▶ [Supplied passage]:
+-------+
Silent as a mouse creeping along a fence,
Simple the patterns, but intricate the sense,
Since what’s in the center is often intense,
Sift carefully through all the evidence,
Silt washes away, leaving behind reverence.

Gratitude List:
1. This morning’s sunrise, so intense I almost had to stop the car.
2. Green!  Skunk cabbages in the little creek-hollow along Ducktown Road, the briars beginning to green in the understory of the woods, ferns unfurling, lilies of the valley, chickweed, catnip, myrtle.
3. Pink trees
4. My delightful colleagues
5. The sweet concern of my students for my health.  Yesterday, I put on my Smart Board: “Voice Lost.  If found, please return to Room 206.  Also, bring chocolate.”  One student brought me brownies this morning and a get-well card she had made, with hilarious sayings about chocolate.  Yet another student recommended I take honey and lemon, this time with apple cider vinegar.  And now, my voice is returning.
+-------+
▶ [Given records]:
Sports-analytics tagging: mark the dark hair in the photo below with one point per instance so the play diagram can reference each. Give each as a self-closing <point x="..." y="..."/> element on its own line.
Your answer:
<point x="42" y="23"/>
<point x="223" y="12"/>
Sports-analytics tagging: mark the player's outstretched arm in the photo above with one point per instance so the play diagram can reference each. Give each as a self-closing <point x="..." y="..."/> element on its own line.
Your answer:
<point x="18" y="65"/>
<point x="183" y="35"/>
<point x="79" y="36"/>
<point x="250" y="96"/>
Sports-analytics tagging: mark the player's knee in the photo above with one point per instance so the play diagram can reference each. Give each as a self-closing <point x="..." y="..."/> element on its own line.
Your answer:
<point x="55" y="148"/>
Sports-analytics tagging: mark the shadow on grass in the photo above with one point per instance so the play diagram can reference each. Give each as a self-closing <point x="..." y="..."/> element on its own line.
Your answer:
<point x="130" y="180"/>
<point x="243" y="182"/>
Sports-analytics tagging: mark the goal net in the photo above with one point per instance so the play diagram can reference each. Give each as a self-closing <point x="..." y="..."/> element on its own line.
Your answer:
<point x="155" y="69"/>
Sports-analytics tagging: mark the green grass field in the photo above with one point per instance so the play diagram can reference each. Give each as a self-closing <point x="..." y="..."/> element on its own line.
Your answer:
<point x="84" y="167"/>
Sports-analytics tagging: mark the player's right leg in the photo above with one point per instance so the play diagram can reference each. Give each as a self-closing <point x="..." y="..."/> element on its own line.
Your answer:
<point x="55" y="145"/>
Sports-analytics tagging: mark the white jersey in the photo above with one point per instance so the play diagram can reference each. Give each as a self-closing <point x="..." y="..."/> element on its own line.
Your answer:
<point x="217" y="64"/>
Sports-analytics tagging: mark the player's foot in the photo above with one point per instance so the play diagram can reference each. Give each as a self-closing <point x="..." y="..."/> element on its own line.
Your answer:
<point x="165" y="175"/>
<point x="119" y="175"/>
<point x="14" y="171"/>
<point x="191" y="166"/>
+-------+
▶ [Exercise A]:
In the gratitude passage, what did one student bring this morning?
▶ [Exercise B]:
Rewrite the gratitude passage starting at "Silent as a" and ending at "chickweed, catnip, myrtle.", replacing "mouse" with "cat".
▶ [Exercise C]:
Please carry the gratitude passage forward from its last line.

▶ [Exercise response A]:
Brownies and a get-well card she had made, with hilarious sayings about chocolate.

▶ [Exercise response B]:
Silent as a cat creeping along a fence,
Simple the patterns, but intricate the sense,
Since what’s in the center is often intense,
Sift carefully through all the evidence,
Silt washes away, leaving behind reverence.

Gratitude List:
1. This morning’s sunrise, so intense I almost had to stop the car.
2. Green!  Skunk cabbages in the little creek-hollow along Ducktown Road, the briars beginning to green in the understory of the woods, ferns unfurling, lilies of the valley, chickweed, catnip, myrtle.

▶ [Exercise response C]:
May we walk in Beauty!

Complicit

I have been brooding today about Bill Cosby. Does it really matter whether a farmer/schoolteacher/mother/poet forms an opinion about the Bill Cosby rape story? I can just ignore it all, say it’s none of my business, and move on. It’s a mark, perhaps, of our shallow culture that we get wrapped up in the lives of celebrities to the point that uncovering a celebrity’s history of sexual predation would throw me, would cause me such a sense of intermingled fury and grief. Perhaps. Still, I think when someone is lively or delightful or thoughtful or beautiful in the wider culture in which we participate, we do feel a connection that goes beyond the merely mundane. I wept when violinist Isaac Stern died, when the poetic voice of Maya Angelou passed on, when Robin Williams left us with only memories of his laughter. So I supposed this response isn’t preposterous.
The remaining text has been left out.